(Image box annotation records)
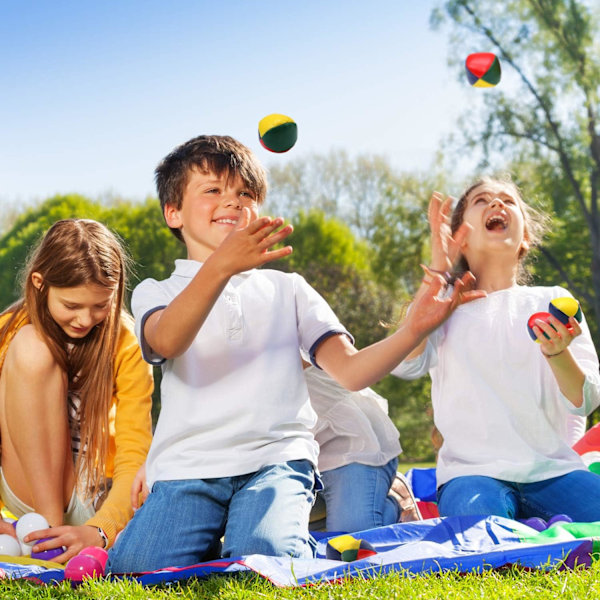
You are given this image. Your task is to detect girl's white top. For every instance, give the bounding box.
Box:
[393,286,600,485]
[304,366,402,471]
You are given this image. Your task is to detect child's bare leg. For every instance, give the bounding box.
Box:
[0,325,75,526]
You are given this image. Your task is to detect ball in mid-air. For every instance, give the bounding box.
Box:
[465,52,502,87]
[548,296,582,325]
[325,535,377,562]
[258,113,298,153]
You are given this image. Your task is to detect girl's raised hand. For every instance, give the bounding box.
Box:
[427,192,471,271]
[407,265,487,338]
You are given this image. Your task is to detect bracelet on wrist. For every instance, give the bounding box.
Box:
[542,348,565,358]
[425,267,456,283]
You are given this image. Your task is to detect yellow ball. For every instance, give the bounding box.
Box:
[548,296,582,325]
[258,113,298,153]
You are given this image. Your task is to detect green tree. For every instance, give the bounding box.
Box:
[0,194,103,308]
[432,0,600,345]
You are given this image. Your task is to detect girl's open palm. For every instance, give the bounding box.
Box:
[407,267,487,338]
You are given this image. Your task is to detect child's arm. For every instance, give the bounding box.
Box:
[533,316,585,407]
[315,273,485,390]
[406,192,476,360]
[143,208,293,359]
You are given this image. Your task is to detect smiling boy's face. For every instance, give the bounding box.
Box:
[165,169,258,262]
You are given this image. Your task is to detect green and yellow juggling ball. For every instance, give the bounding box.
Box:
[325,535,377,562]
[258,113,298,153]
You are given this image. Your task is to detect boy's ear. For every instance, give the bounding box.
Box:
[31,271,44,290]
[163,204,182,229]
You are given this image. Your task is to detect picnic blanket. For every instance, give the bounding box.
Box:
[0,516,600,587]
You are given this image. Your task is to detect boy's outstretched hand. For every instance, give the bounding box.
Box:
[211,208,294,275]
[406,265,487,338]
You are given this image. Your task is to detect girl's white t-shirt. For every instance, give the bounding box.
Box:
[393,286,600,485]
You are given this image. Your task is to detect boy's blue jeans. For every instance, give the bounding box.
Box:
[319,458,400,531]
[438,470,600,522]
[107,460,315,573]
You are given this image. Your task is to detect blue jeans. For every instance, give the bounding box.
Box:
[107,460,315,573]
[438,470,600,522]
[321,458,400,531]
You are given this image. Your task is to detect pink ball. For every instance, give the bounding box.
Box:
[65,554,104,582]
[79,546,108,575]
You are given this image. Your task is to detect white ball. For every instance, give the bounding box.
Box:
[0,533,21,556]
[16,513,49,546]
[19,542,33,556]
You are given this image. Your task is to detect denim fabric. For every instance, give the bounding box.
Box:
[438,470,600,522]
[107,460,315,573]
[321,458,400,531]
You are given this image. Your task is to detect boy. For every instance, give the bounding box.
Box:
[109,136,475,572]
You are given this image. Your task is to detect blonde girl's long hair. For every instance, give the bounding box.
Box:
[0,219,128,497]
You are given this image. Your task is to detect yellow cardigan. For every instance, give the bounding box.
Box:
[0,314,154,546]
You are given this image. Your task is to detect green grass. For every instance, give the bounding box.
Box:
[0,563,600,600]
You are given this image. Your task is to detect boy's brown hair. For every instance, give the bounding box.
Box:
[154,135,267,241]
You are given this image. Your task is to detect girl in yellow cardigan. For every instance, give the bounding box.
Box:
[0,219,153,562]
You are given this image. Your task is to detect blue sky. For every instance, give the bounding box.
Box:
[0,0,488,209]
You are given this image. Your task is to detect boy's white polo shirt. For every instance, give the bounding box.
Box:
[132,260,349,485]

INSTRUCTIONS TO FOLLOW:
Starting at the line that contains "detect boy's brown" and ending at the last line of the material, render each nonblank line as a row of a Markdown table. Use two columns: "Row" for the row number and "Line" for the line.

TASK SOLUTION:
| Row | Line |
|---|---|
| 1 | You are given this image. Your task is to detect boy's brown hair. For every instance, give the bounding box. |
| 2 | Box: |
| 3 | [154,135,267,241] |
| 4 | You are given this image. Your task is to detect girl in yellow cardigan. For every instance, give the bounding box. |
| 5 | Box: |
| 6 | [0,219,153,562] |
| 7 | You are given this image. Your task is to detect blue sky. For every instance, give the bounding box. |
| 8 | Box: |
| 9 | [0,0,488,209] |
| 10 | You are given this image. Your task is to detect boy's white polo shirt. For every instance, give the bounding box. |
| 11 | Box: |
| 12 | [132,260,349,485] |